── TEXT SEGMENT

Policy aimed to preserve 'sanctity of life'
In January, trustees passed a motion that would see the board no longer provide or facilitate donations to organizations that violate "the sanctity of life from conception to natural death."
The original motion called for a ban on any charities that directly or indirectly support abortion, contraception, sterilization, euthanasia and embryonic stem cell research.
The decision came under immediate fire from many students and parents, who criticized the language as overly broad and vague.
If the policy were adopted, students feared they would no longer be able to fundraise for a wide range of charities including SickKids,The Terry Fox Foundation and UNICEF.
Sabourin said students at Christ the King were forced to withdraw from the upcoming Relay for Life, organized by the Canadian Cancer Society, due to the policy.
A group of students will still participate in the event, he said, but without any official HCDSB affiliation.
Uphold, amend or eliminate?
While the policy is likely to remain suspended for the rest of the school year, some trustees are holding out hope that a revised motion could be approved for the fall.
"I remain concerned about a Catholic institution collecting and distributing funds on behalf of organizations, that despite their prosocial efforts, are also engaged in activities that are at odds with the fundamental Catholic understanding of the innate value of human life," said Anthony Quinn, the board's trustee for Oakville, who voted against the decision to suspend the policy.
Sabourin agrees that the board should do what it can to support charities that promote Catholic values, but that any policy enforcing that position should be more carefully worded.

────

WORK ORDER 1
Answer these questions about the article on the school board's charity policy:
(a) In what month did trustees pass the motion?
(b) Which event were students at Christ the King forced to withdraw from?
(c) Which area does Anthony Quinn represent as a trustee?
WORK ORDER 2
Print the part of the charity-policy article from "Sabourin agrees that" up to and including "more carefully worded.".
WORK ORDER 3
Proceed with the article on the school board's charity policy, picking up after its final sentence.
The entries that follow come from a separate source.

── SUPPLIED INFORMATION

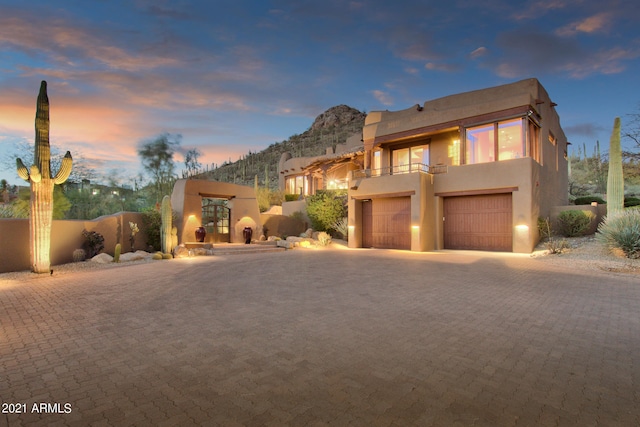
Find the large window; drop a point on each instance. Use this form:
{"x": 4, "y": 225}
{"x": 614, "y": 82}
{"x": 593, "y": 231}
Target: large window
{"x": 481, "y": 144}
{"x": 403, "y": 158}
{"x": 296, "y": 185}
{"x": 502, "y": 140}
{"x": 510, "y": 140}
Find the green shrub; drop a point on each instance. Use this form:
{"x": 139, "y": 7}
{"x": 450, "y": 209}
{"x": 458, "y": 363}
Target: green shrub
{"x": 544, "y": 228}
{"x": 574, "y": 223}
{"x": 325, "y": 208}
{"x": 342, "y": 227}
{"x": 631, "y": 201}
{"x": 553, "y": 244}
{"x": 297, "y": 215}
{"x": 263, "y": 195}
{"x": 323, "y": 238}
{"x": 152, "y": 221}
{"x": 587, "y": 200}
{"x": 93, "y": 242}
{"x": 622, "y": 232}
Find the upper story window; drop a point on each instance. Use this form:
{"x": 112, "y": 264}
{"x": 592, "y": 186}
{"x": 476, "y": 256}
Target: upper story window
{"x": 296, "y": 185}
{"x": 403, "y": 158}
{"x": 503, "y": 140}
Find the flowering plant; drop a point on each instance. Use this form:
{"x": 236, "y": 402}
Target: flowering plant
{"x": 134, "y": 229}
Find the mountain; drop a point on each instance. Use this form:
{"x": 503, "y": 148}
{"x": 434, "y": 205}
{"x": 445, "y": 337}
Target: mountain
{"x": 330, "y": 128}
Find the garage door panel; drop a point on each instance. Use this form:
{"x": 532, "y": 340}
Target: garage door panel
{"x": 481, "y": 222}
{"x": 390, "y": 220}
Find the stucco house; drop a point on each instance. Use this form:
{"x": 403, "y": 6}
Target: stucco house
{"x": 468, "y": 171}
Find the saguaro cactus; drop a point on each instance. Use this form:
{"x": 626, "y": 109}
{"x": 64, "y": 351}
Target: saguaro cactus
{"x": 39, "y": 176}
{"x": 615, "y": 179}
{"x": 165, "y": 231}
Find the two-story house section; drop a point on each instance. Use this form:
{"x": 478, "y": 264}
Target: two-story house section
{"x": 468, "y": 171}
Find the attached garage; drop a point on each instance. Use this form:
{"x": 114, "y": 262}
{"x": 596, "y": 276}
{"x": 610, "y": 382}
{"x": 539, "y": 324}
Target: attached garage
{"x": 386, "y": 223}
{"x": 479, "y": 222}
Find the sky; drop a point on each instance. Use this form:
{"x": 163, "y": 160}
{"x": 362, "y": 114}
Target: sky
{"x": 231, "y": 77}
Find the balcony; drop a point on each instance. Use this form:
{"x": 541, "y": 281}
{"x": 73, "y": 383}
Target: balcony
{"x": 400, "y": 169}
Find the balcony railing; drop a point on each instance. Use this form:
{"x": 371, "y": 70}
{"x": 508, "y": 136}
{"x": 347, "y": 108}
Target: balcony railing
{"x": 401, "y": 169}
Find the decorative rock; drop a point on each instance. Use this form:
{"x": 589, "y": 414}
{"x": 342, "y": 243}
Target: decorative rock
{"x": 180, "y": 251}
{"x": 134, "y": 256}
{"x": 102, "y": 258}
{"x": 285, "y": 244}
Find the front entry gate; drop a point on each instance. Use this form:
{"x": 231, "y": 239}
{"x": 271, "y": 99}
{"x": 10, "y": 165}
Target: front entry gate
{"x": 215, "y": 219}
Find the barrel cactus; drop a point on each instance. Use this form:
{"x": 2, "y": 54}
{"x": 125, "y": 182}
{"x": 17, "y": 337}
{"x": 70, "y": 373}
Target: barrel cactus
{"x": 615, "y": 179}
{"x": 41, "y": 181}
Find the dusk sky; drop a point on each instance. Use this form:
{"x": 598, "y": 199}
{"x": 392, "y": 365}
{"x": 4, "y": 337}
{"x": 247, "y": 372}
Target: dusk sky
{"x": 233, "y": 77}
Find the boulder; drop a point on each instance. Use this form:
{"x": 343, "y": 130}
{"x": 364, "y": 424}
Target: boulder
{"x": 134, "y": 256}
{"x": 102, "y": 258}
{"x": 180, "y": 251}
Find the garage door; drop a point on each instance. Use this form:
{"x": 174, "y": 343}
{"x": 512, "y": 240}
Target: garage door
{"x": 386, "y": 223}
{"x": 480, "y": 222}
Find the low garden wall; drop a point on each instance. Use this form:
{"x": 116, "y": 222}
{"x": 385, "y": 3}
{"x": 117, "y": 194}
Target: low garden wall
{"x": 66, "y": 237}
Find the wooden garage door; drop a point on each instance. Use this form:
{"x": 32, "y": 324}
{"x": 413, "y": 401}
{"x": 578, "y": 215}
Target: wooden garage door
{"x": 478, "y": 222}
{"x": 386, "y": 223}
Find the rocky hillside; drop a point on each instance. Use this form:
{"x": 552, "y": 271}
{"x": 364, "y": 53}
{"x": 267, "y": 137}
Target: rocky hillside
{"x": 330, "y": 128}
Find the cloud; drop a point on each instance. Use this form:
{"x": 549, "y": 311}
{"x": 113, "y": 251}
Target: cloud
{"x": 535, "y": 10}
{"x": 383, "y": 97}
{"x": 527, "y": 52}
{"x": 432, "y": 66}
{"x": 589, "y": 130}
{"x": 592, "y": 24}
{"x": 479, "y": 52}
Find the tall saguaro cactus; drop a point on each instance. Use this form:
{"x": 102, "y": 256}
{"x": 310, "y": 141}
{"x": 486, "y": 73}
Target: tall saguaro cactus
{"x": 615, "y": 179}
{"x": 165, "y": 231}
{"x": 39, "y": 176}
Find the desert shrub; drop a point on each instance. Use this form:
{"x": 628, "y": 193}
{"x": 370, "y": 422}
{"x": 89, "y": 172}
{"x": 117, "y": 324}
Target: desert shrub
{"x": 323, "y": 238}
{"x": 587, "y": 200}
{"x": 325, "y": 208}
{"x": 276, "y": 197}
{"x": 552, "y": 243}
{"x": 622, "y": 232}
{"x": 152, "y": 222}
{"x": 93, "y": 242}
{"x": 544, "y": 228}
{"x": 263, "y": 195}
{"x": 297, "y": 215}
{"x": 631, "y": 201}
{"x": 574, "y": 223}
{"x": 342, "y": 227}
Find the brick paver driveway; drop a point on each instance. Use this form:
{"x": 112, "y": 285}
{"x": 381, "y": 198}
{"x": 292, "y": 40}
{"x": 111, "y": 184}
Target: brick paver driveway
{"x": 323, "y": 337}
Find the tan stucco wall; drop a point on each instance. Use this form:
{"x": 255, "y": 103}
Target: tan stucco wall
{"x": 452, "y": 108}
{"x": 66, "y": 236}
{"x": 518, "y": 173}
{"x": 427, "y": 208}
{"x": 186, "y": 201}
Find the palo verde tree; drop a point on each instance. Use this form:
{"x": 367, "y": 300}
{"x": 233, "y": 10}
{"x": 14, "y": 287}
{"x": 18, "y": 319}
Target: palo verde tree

────

ANSWER SECTION 1
(a) January
(b) The Relay for Life, organized by the Canadian Cancer Society
(c) Oakville

ANSWER SECTION 2
Sabourin agrees that the board should do what it can to support charities that promote Catholic values, but that any policy enforcing that position should be more carefully worded.

ANSWER SECTION 3
"As a Catholic board of education, we should not be supporting organizations that directly contradict our Catholic values," he said. "However, when you include the word 'indirectly' it becomes very vague."
The board's chair says upcoming community consultations will ultimately determine the fate of the policy, but her choice would be to simply wipe the rule off the books.
"I would go back," said Rabenda. "I would let the students do their wonderful work in fundraising for the charities that they feel is appropriate."
The community consultations will wrap up on June 1, after which HCDSB staff will recommend a new policy to the board.
Ontario's Ministry of Education will be following the process.
"Fundraising activities enrich the experience of Ontario students and help build a sense of community outside school hours," said Education Minister Indira Naidoo-Harris in a statement.
"I, along with many, will be watching closely to make sure that the student voice along with various community voices are heard and that the board listens to this important feedback."